Every line below from the one containing "[locate] tall grass" through the one containing "[locate] ripple on" must be transcribed exactly. Omit all lines outside that stretch.

> **Exercise inputs**:
******************************

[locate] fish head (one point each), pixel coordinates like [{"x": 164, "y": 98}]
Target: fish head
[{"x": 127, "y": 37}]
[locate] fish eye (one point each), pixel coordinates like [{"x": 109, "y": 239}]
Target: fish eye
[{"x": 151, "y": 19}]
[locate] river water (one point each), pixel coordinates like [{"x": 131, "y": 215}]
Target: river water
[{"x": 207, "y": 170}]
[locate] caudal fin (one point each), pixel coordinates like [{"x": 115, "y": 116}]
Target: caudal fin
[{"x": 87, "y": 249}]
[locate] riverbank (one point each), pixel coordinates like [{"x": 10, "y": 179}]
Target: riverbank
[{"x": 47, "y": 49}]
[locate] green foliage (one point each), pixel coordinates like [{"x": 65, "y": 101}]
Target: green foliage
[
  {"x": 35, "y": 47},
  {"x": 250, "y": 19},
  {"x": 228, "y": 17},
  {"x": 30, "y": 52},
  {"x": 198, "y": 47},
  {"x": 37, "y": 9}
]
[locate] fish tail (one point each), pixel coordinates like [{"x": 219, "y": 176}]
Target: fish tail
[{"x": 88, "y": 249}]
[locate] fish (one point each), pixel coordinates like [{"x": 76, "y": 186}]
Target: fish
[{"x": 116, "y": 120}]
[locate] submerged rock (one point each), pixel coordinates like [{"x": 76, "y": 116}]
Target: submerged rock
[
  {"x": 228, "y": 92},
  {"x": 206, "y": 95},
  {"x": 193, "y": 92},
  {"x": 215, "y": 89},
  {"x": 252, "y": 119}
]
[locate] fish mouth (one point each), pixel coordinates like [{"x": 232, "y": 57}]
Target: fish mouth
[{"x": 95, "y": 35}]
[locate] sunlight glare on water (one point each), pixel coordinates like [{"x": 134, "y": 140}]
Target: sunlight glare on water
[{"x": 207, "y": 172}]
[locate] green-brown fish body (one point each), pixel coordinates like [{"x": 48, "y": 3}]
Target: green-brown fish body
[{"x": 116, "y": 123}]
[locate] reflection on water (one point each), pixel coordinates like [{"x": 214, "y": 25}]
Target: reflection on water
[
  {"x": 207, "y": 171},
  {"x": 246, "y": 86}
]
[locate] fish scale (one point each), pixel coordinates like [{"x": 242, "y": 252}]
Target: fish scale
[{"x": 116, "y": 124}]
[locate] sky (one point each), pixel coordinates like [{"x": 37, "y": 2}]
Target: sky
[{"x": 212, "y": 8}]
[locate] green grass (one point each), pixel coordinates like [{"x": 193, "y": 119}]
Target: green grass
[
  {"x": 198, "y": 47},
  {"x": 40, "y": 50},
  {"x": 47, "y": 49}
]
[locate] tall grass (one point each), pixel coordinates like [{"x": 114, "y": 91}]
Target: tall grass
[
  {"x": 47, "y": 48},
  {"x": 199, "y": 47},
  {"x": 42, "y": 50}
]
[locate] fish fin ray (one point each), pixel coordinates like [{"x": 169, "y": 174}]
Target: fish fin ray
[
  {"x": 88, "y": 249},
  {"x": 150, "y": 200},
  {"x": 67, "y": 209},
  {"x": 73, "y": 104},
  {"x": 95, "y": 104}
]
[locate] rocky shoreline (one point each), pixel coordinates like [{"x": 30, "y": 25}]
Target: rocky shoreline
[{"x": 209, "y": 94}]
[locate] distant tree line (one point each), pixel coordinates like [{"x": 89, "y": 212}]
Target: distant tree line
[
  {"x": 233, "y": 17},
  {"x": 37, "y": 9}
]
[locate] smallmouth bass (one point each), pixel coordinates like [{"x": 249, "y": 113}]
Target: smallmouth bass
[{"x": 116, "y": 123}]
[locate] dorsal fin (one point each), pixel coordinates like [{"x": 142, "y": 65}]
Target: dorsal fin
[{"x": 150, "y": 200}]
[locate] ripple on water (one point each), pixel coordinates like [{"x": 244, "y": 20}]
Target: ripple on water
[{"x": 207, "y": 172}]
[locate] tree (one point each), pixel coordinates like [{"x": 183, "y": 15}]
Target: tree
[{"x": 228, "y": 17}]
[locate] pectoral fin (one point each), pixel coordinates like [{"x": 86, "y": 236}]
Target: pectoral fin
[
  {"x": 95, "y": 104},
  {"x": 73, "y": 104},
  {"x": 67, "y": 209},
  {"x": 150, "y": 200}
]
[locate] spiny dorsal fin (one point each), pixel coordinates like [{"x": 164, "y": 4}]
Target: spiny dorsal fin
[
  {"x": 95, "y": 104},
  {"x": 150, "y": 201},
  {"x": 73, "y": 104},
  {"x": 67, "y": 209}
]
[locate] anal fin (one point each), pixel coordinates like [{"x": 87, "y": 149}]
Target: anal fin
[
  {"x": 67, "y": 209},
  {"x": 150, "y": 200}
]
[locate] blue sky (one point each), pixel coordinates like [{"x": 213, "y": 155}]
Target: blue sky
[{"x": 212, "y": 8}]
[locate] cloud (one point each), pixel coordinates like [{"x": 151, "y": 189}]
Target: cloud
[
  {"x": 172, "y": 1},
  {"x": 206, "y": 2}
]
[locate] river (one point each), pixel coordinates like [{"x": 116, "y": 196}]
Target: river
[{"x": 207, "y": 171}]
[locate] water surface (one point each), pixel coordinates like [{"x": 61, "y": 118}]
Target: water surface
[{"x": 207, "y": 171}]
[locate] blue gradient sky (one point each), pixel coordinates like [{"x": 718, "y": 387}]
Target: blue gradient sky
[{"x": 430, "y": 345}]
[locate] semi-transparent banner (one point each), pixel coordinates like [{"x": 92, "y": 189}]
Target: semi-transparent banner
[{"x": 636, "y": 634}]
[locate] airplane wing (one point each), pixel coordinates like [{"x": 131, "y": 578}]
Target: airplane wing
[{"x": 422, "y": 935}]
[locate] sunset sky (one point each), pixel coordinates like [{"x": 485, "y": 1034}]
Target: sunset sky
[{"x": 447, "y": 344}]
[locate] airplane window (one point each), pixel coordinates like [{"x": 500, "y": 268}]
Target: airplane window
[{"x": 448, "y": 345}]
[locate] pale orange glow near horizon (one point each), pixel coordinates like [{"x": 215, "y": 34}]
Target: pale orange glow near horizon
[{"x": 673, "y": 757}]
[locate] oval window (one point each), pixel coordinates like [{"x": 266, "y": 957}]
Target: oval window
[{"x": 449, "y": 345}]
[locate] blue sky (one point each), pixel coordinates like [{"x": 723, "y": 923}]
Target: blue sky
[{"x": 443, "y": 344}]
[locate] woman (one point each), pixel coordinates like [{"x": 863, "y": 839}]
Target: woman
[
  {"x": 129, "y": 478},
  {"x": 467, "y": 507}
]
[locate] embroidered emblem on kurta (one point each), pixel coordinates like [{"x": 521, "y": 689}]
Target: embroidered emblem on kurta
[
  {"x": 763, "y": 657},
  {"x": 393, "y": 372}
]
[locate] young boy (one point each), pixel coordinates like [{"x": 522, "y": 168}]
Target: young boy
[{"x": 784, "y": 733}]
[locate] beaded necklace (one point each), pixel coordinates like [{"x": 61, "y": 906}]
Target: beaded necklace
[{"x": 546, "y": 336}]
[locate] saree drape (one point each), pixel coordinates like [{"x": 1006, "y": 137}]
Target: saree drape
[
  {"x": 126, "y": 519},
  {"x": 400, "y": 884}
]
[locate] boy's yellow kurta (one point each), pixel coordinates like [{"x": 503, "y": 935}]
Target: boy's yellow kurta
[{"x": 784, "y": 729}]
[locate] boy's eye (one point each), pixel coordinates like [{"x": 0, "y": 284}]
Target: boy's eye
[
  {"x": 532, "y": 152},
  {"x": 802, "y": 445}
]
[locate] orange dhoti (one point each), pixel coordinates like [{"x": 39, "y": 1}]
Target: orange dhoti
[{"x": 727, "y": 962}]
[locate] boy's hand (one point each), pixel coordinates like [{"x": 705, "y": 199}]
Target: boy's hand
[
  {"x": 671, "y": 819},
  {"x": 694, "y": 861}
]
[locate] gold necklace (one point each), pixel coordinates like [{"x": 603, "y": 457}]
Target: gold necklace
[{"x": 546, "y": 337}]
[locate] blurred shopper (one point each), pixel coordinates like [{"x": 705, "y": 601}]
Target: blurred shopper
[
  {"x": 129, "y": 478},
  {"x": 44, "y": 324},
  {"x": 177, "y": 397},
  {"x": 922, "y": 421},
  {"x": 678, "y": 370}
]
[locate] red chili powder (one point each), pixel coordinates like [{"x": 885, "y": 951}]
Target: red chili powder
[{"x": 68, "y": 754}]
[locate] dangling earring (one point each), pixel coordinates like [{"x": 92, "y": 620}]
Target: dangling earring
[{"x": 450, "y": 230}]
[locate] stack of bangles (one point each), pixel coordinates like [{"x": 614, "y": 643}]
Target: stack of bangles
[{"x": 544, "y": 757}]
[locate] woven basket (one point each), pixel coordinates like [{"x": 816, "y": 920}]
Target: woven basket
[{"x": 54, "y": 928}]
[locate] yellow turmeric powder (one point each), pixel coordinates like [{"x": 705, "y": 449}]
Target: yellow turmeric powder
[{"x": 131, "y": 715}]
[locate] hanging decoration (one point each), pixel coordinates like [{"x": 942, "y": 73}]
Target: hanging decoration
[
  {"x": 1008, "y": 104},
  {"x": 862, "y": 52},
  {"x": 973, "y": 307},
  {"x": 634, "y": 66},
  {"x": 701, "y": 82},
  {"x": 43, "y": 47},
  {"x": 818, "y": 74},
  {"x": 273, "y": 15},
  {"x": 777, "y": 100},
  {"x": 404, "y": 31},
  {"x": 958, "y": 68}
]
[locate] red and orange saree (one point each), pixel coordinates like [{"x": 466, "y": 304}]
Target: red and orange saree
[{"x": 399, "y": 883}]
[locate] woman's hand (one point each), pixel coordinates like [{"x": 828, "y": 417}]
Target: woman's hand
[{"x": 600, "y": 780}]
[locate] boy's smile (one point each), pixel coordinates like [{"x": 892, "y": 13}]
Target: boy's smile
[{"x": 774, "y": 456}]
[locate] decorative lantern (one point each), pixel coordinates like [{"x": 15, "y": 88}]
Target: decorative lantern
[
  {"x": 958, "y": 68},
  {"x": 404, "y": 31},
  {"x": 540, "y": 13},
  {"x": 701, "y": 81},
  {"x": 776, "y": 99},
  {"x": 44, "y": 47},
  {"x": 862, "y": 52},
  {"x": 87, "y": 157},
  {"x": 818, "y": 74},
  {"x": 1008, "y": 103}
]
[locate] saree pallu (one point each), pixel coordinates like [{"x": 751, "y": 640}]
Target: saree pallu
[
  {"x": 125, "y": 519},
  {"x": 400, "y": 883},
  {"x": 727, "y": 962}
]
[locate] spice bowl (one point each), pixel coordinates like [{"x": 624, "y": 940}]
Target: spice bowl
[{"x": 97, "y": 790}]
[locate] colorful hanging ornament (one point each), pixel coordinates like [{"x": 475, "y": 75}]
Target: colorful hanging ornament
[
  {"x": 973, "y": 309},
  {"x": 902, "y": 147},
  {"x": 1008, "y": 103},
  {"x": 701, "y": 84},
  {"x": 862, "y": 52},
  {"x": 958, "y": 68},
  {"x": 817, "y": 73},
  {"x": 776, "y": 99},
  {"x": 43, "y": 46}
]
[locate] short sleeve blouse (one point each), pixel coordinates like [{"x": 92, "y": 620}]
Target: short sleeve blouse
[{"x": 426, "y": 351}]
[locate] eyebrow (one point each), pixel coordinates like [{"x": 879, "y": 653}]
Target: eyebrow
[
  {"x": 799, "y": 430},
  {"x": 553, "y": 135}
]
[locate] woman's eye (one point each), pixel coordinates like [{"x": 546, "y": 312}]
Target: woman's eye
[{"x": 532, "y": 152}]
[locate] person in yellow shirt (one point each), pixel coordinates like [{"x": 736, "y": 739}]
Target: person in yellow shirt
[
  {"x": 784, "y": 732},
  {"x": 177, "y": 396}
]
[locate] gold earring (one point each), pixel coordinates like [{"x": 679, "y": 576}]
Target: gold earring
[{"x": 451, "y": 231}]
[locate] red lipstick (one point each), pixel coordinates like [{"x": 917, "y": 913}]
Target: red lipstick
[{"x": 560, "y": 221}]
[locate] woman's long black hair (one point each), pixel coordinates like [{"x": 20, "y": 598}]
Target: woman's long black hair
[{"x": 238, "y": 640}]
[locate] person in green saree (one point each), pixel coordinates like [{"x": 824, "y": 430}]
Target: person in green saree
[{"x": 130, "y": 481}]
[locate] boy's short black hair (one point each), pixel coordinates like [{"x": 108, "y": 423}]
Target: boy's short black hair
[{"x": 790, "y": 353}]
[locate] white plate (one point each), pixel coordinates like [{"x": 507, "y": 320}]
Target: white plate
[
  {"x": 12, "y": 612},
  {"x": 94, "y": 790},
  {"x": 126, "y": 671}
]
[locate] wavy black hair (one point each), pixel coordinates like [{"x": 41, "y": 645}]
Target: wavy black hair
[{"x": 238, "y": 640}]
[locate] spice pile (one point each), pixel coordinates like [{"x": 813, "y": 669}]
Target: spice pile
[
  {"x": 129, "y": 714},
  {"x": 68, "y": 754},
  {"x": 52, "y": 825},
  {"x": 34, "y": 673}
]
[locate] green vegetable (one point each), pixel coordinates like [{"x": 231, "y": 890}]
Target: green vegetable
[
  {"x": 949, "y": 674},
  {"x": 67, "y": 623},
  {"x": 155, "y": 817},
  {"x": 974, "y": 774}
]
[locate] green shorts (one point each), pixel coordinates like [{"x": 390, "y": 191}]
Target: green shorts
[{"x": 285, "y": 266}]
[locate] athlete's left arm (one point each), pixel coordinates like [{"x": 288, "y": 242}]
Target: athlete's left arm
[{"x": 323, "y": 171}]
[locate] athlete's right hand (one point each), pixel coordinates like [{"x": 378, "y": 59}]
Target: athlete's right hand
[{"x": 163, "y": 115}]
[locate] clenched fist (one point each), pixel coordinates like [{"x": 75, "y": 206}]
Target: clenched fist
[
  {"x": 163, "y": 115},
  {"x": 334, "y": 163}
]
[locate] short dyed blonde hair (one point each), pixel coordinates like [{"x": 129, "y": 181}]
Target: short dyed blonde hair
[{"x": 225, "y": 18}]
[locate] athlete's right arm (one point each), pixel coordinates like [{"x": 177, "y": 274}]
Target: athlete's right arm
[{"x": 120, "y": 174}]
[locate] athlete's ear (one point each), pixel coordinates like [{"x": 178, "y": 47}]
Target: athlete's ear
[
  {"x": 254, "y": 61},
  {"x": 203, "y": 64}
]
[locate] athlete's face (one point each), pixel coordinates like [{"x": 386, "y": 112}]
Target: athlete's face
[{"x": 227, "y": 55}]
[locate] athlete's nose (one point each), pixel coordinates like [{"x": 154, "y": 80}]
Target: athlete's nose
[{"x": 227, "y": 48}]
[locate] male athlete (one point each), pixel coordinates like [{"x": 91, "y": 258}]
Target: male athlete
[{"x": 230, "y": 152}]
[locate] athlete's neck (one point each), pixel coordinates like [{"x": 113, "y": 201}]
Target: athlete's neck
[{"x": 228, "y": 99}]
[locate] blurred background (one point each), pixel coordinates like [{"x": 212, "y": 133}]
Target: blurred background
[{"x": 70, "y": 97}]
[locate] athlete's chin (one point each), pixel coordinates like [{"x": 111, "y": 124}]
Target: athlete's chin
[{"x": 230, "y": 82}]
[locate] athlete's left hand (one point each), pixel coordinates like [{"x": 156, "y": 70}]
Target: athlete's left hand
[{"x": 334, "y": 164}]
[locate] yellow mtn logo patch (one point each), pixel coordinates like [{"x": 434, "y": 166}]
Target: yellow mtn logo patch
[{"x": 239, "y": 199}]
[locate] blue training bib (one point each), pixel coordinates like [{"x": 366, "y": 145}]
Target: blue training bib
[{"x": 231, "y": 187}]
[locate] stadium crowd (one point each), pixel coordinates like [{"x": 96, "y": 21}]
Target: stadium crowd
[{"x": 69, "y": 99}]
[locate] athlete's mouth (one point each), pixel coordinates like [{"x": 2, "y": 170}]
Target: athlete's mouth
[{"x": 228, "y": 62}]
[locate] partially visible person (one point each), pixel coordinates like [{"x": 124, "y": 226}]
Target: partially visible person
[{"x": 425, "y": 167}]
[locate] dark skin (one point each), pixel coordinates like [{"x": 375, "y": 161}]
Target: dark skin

******************************

> **Written reply**:
[locate] tall grass (one point each), pixel coordinates like [{"x": 114, "y": 91}]
Target: tall grass
[
  {"x": 47, "y": 48},
  {"x": 199, "y": 47},
  {"x": 42, "y": 50}
]
[locate] fish fin ray (one point each), pixel coordinates like [{"x": 169, "y": 174}]
Target: fish fin ray
[
  {"x": 88, "y": 249},
  {"x": 150, "y": 200},
  {"x": 67, "y": 209},
  {"x": 73, "y": 104},
  {"x": 95, "y": 104}
]
[locate] rocky shoreline (one point each), pixel coordinates like [{"x": 30, "y": 25}]
Target: rocky shoreline
[{"x": 209, "y": 94}]
[locate] distant tree line (one point each), pixel coordinates like [{"x": 89, "y": 212}]
Target: distant tree line
[
  {"x": 233, "y": 17},
  {"x": 37, "y": 9}
]
[locate] smallmouth bass (one point each), pixel coordinates like [{"x": 249, "y": 113}]
Target: smallmouth bass
[{"x": 116, "y": 123}]
[locate] dorsal fin (one point each), pixel coordinates like [{"x": 142, "y": 65}]
Target: dorsal fin
[{"x": 150, "y": 200}]
[locate] ripple on water (one point each), pixel coordinates like [{"x": 244, "y": 20}]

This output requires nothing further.